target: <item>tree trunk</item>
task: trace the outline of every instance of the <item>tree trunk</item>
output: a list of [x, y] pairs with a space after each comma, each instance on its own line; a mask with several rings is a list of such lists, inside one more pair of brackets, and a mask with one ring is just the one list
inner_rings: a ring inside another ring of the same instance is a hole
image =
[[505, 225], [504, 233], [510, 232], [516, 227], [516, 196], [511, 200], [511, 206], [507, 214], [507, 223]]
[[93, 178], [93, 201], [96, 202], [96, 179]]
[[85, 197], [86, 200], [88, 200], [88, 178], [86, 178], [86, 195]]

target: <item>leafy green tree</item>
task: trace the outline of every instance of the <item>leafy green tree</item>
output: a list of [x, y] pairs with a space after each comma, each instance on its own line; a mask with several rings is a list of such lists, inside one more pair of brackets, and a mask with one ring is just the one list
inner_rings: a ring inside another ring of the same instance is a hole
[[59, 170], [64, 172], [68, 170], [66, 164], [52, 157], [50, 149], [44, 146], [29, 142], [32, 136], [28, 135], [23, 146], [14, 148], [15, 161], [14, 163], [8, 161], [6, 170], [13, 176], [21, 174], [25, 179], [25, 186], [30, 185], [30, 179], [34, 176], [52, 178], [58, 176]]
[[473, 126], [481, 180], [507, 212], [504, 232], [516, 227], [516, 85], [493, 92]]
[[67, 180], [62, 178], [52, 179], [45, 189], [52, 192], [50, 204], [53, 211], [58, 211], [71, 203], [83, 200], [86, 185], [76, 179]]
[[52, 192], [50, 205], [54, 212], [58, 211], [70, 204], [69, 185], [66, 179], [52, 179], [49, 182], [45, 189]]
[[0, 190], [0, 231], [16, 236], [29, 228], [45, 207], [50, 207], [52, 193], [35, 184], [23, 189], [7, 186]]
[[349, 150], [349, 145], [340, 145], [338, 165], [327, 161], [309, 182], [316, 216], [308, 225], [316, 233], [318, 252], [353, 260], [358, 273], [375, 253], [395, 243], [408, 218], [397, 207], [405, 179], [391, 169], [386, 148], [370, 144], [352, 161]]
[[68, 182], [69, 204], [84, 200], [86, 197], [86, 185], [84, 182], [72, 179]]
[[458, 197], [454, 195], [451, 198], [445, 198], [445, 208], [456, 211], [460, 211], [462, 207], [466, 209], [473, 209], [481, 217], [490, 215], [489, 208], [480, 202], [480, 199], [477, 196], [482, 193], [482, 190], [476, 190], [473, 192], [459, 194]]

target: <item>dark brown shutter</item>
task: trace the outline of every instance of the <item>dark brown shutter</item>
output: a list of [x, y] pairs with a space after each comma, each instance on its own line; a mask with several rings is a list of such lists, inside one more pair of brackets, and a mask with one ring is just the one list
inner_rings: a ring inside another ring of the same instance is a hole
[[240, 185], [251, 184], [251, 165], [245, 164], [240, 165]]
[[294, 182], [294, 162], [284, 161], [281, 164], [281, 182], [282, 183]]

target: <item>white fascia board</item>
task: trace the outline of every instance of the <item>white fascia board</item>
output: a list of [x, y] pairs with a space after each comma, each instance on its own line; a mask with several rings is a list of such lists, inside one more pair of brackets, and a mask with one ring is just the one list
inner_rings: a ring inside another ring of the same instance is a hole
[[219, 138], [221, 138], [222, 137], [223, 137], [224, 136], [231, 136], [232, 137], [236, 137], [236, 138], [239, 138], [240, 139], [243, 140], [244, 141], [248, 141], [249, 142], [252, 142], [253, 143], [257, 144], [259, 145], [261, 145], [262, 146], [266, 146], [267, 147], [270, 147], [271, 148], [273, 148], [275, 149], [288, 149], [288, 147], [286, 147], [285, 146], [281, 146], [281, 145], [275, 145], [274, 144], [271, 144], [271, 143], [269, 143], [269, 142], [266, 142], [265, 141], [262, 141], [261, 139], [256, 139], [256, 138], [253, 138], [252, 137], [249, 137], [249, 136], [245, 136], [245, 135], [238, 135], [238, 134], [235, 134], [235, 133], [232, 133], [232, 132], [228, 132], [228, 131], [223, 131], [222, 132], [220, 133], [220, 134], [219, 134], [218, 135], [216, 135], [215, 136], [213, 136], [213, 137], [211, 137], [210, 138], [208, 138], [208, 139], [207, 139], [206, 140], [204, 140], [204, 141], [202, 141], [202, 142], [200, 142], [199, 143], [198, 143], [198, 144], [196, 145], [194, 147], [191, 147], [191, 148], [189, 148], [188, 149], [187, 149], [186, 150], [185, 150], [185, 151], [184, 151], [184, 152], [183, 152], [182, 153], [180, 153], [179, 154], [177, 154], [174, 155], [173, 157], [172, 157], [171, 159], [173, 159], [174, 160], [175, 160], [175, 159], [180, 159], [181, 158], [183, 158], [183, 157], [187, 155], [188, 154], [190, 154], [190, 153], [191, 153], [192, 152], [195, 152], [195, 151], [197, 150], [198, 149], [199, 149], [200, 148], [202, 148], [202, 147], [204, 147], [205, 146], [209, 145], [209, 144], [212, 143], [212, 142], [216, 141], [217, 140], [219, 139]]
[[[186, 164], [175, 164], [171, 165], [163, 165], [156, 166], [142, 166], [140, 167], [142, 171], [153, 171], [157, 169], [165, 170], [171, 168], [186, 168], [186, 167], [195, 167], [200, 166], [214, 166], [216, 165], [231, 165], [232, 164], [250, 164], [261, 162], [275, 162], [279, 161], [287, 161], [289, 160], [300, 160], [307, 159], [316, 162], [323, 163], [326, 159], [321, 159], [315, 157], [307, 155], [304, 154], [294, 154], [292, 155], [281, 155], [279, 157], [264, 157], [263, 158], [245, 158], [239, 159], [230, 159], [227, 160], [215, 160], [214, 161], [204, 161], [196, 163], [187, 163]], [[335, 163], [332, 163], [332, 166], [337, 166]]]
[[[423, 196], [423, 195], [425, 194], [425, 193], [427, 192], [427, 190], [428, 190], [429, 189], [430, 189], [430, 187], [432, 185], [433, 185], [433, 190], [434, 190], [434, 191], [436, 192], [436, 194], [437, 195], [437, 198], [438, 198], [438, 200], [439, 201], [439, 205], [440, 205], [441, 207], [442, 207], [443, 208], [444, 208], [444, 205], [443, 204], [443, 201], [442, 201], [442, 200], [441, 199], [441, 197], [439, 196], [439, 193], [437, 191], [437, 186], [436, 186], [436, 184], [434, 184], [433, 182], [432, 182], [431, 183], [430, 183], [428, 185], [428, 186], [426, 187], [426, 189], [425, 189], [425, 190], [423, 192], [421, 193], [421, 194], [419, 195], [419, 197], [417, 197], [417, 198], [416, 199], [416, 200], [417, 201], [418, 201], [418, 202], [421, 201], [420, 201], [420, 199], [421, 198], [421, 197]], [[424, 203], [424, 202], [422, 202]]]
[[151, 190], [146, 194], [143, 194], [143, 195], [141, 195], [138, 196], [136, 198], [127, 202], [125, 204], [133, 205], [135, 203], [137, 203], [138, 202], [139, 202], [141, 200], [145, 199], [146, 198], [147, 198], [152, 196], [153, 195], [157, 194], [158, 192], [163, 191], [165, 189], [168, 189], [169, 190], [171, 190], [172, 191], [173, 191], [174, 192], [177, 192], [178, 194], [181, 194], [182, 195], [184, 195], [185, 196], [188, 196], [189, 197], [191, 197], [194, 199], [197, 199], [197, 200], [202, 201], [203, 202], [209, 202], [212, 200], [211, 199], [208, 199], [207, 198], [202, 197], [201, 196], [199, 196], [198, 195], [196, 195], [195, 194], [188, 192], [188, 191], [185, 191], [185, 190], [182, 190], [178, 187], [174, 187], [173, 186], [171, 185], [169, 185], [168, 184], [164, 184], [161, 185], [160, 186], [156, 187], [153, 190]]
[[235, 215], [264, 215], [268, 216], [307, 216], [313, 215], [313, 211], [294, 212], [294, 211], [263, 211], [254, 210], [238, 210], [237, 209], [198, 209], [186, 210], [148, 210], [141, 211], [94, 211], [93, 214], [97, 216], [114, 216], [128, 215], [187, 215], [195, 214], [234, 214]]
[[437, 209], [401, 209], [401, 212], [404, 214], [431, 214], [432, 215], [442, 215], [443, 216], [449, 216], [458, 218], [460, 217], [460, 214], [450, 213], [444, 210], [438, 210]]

Exercise aim
Write out the part of the entries that opens with the line containing "target: <item>leafy green tree</item>" and closes with the line containing "task: trace the outline of every instance of the <item>leafy", both of those lines included.

Result below
target: <item>leafy green tree</item>
task: trace the outline of every instance of the <item>leafy green tree</item>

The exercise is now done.